> WHAT THE TASK REQUIRES
For every entry that follows, return an identical copy.
*** SUPPLIED RECORDS
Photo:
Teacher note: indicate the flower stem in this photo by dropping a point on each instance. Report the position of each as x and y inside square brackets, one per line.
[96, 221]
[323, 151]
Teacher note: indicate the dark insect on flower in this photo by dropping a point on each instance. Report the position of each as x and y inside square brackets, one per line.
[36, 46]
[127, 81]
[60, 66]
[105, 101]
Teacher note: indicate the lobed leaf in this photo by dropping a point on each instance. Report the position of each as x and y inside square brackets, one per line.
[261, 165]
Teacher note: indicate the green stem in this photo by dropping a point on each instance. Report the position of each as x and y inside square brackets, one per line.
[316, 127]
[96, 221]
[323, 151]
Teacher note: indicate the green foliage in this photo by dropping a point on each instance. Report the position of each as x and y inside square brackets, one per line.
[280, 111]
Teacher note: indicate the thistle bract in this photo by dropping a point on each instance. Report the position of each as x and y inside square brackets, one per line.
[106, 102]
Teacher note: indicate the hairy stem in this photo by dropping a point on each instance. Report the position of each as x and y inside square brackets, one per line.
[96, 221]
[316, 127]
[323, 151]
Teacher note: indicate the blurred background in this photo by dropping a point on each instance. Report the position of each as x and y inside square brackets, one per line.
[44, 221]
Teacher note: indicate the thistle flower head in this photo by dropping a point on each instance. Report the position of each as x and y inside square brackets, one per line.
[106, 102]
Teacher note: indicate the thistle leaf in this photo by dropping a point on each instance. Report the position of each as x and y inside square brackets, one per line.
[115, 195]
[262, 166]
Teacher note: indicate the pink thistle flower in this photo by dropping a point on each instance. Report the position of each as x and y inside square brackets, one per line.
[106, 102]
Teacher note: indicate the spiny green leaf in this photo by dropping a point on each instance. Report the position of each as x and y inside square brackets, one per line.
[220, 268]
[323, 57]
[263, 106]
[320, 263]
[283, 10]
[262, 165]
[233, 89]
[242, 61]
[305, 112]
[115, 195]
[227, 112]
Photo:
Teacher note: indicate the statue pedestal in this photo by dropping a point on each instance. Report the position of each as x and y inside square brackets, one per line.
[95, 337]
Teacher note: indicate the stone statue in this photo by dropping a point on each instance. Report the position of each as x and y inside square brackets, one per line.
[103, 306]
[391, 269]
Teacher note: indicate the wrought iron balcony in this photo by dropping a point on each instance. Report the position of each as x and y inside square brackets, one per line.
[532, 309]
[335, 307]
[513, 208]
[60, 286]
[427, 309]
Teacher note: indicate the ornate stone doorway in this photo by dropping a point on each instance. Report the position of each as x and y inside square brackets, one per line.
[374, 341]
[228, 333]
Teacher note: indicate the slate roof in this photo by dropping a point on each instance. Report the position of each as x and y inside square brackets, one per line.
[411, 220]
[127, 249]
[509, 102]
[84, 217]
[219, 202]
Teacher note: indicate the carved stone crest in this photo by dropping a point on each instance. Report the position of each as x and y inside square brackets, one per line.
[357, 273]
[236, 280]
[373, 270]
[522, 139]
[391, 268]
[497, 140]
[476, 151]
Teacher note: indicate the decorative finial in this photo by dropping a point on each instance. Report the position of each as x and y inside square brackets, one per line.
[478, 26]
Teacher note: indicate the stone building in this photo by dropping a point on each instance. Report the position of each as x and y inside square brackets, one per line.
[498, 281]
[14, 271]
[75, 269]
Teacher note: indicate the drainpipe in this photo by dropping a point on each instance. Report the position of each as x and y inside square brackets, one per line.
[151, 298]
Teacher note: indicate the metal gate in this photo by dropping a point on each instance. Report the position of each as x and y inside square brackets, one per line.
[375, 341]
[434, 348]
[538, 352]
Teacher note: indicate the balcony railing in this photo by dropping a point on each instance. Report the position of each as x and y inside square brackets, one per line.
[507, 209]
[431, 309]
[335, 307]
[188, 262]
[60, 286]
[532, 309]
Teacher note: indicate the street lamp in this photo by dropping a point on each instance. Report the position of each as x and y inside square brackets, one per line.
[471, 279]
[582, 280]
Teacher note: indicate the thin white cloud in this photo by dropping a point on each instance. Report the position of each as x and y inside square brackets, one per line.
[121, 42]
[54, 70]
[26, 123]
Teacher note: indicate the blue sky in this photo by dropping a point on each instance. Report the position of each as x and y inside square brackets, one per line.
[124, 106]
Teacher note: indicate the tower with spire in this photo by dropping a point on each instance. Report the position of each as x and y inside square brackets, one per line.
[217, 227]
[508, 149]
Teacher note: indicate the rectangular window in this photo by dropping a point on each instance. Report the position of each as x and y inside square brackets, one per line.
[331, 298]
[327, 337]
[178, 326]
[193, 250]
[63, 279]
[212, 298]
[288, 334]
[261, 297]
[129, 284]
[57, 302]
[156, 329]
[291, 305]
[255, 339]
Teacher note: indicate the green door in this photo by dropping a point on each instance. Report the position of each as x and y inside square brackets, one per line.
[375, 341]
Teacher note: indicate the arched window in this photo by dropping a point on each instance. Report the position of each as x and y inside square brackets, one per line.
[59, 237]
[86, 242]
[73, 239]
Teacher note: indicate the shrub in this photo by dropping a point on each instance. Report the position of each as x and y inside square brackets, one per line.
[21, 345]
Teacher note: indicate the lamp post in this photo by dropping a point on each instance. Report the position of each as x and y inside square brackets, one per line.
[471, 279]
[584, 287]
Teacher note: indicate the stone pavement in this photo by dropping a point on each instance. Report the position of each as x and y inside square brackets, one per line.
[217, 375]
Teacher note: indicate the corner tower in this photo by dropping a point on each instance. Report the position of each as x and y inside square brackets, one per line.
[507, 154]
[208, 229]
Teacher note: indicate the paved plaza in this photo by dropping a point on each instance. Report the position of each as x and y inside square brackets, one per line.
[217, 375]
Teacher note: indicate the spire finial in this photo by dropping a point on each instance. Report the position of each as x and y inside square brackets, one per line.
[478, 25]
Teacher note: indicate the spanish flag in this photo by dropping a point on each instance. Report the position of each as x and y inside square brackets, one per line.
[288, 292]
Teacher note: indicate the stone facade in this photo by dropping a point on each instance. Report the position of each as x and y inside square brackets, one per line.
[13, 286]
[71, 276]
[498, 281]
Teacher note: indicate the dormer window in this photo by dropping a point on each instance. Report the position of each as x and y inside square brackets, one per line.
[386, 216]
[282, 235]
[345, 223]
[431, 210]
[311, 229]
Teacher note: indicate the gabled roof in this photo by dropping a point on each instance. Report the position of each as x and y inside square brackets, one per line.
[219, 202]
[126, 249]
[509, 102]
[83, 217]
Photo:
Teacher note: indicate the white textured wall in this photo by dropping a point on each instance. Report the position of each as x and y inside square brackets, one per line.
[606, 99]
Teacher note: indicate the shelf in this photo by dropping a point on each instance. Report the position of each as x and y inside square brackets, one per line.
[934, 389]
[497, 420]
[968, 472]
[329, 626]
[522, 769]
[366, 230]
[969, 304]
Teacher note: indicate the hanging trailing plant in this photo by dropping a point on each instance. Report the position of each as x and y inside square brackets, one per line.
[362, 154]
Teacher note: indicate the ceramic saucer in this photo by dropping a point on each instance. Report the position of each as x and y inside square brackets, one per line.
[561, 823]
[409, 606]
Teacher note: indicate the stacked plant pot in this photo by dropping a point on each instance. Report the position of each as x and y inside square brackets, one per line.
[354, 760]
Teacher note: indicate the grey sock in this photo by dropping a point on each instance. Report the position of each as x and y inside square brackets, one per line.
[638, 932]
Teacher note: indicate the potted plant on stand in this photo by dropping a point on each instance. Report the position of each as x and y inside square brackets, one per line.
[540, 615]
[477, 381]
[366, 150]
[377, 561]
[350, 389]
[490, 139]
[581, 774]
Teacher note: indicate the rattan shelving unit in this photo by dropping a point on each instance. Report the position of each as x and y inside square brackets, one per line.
******
> OUTPUT FOR THIS EXERCISE
Photo:
Teacher note: indicate the flower stem in this photo by dropping a point on each instance. Report the position of each as x and y inside square brackets, one per line.
[96, 221]
[323, 151]
Teacher note: indicate the dark insect on flower in this photo by dropping a point on each instance. Report the position of each as x and y inside square brackets, one per line.
[36, 46]
[127, 81]
[60, 66]
[105, 101]
Teacher note: indicate the lobed leaf in this photo by dropping a point on each instance. Report the position of each as x and y inside square brackets, one per line.
[261, 165]
Teacher note: indicate the green stem in this photo by dropping a point on each instance. Report the position of each as x and y inside square brackets, one per line.
[316, 127]
[96, 221]
[323, 151]
Teacher note: indicate the green foliage in this photo by dropping a point on each instance. Report the position of each as x and y inside square brackets, one per line.
[280, 111]
Teacher note: indicate the thistle bract in this photo by dropping a point on each instance. Report the position of each as x and y inside square brackets, one per line.
[106, 102]
Teacher note: indicate the hairy stem in this photo by dropping a point on each instance. Report the position of each as x and y inside square brackets, one per line.
[96, 221]
[316, 127]
[323, 151]
Teacher note: indicate the blurred background in this photo by dropping a point on each instance. Report the position of each as x and y inside square brackets, one per line.
[44, 221]
Teacher note: indicate the thistle flower head in this photo by dropping a point on each instance. Report the position of each as x and y inside square brackets, one per line.
[106, 102]
Teacher note: indicate the thistle leaf in this photo by dropping a point on each instance. Report the position of each as x and y inside square brackets, one per line.
[115, 195]
[262, 166]
Teacher note: indicate the pink thistle flower in this photo by dropping a point on each instance. Report the position of each as x and y inside square brackets, one per line.
[106, 102]
Teacher note: indicate the spiny green leaf in this photo by dropping a point on each instance. Report the position of each as x and y inside square brackets, one per line.
[220, 268]
[323, 57]
[263, 106]
[320, 263]
[283, 10]
[262, 165]
[233, 89]
[242, 61]
[305, 112]
[115, 195]
[227, 112]
Photo:
Teacher note: indicate the statue pedestal in this photo by dropping a point on each instance. Report the position of each as x and y inside square brackets, one per line.
[95, 337]
Teacher note: indicate the stone statue in this photo by dropping a point on each instance. Report the position of each as x and y inside square brackets, one per line.
[103, 306]
[391, 269]
Teacher note: indicate the wrought iron balcony in this photo by dropping a point on each instance. Report the position of each as x and y inside square brackets, one per line.
[532, 309]
[335, 307]
[513, 208]
[60, 286]
[427, 309]
Teacher note: indicate the ornate stone doorway in this photo by dropping a point on each instance. Report the position of each as x and y inside square brackets, one per line.
[374, 341]
[228, 333]
Teacher note: indicate the slate roof in this photo by dropping a point on each instance. Report the position of each as x and y inside square brackets, one per line.
[411, 220]
[127, 249]
[509, 102]
[84, 217]
[219, 202]
Teacher note: indicate the carved stone crest in this photo by dropping a point on each instance. Report the position of each as x and y inside square brackets, one per line.
[357, 273]
[236, 280]
[373, 270]
[522, 139]
[391, 268]
[497, 140]
[476, 151]
Teacher note: indicate the decorative finial in this photo by dropping a point on each instance. Report the position of each as x and y inside square brackets, one per line.
[478, 26]
Teacher note: indicate the stone building in this photo by dropping a point on each instance. Report the position of each as x and y inside square brackets, one per line.
[498, 281]
[14, 271]
[75, 269]
Teacher note: indicate the drainpipe in this photo by dropping a point on each instance. Report the position of each as x and y inside square brackets, one per line.
[151, 298]
Teacher note: indicate the metal gate in this photo by dropping a point on each instance. Report the position of each as x and y inside square brackets, one per line.
[375, 341]
[434, 348]
[538, 352]
Teacher note: indicate the balcony railing in this photo by dropping a point on each instance. Report the position of each as x and y inside square brackets, one per line.
[507, 209]
[431, 309]
[335, 307]
[188, 262]
[60, 286]
[532, 309]
Teacher note: indicate the street lamp in this photo by dropping a point on each instance. Report the position of each as x and y inside square brackets, one per line.
[471, 279]
[582, 280]
Teacher note: indicate the thin white cloud in this photo by dropping a point on each instance. Report the position of each as x and y inside square brackets, one per line.
[121, 42]
[54, 70]
[26, 123]
Teacher note: indicate the blue sky in this photo by dropping a point on each instance. Report the position of each as x and y inside square brackets, one per line.
[124, 106]
Teacher note: indicate the tower with spire in this photo by dropping a point on each instance. Report the position of each as x and y inside square brackets, one per line.
[217, 227]
[508, 149]
Teacher note: indicate the rectangular window in this photo by dropping a point on each instance. Report the position of each as x and y inside square brackets, one per line.
[331, 298]
[327, 337]
[178, 326]
[193, 250]
[63, 279]
[212, 298]
[288, 334]
[261, 297]
[129, 284]
[57, 302]
[156, 329]
[291, 305]
[255, 339]
Teacher note: indicate the green door in this photo by dropping a point on each instance. Report the position of each as x and y inside square brackets, one per line.
[375, 341]
Teacher note: indicate the arched window in this photo by dropping a point on each instance. Report the position of each as x and y inside square brackets, one per line.
[59, 237]
[86, 242]
[73, 239]
Teacher note: indicate the shrub in this photo by dropping a point on each instance. Report the position of each as x and y inside square brackets, one per line.
[21, 345]
Teacher note: indicate the lamp post in this photo by dropping a point on each instance. Report the position of each as x and y inside square brackets, one per line.
[471, 279]
[584, 287]
Teacher note: indicate the stone pavement in this photo by dropping a point on each instance. Report the position of each as x and y inside square brackets, one per line.
[217, 375]
Teacher note: indicate the corner tower in this photo by dropping a point on each instance. Report the position of each as x and y inside square brackets, one per line.
[507, 154]
[208, 229]
Teacher note: indicate the paved plaza in this photo by dropping a point on each instance. Report the position of each as x and y inside square brackets, one per line.
[217, 375]
Teacher note: indicate the spire finial in this photo by dropping a point on each instance. Report the position of each as x and y inside square brackets, one per line.
[478, 25]
Teacher note: indicate the spanish flag in this photo by dropping a point on each instance. Report the position of each as x and y inside square brackets, one per line.
[288, 292]
Teacher note: indicate the stone facade in this photo by dropping a point on each instance. Report the position of each as x and y inside square brackets, one per line.
[13, 286]
[71, 276]
[498, 281]
Teacher note: indicate the dormer window in this photo by dropping a point on each instance. Report the position of each as x and y inside square brackets, one per line.
[386, 216]
[282, 235]
[345, 223]
[431, 210]
[311, 229]
Teacher note: indicate the gabled roof in this photo by dropping a point on each instance. Report the position of each as x and y inside square brackets, one per line.
[219, 202]
[126, 249]
[509, 102]
[83, 217]
Photo:
Teacher note: indicate the white textured wall in this photo by dropping a point on each instance. Report the position of each as x and y inside square brackets, one per line.
[606, 99]
Teacher note: indicate the shelf in this photo by dropping a point on each instance. Report the position of each as x and y inside square brackets, one per line.
[934, 389]
[497, 420]
[968, 472]
[329, 626]
[522, 769]
[366, 230]
[969, 304]
Teacher note: indicate the hanging trailing plant in this photo by dropping a point on each instance. Report the position of each as x and y inside square brackets, one per line.
[362, 154]
Teacher note: indicate the ceramic saucer in this photo by dropping a point on each instance. Report the position of each as x and y inside square brackets, one per line.
[561, 823]
[409, 606]
Teacher note: indicate the stacked plant pot in this photo by dropping a point on each instance. Report the position of each as x and y inside square brackets, one per line.
[354, 760]
Teacher note: indicate the grey sock in this photo by dropping a point on each instance. Report the position of each as x and y inside square brackets, one per line.
[638, 932]
Teacher note: indicate the potted plant on stand in this photo by dropping a point on each instance. Report the position of each as x and y inside square brackets, one per line.
[540, 615]
[477, 381]
[366, 150]
[377, 561]
[350, 389]
[490, 139]
[581, 774]
Teacher note: indicate the rattan shelving unit in this photo by dropping a point on each instance. Report the position of each as x and y inside square brackets, one per line.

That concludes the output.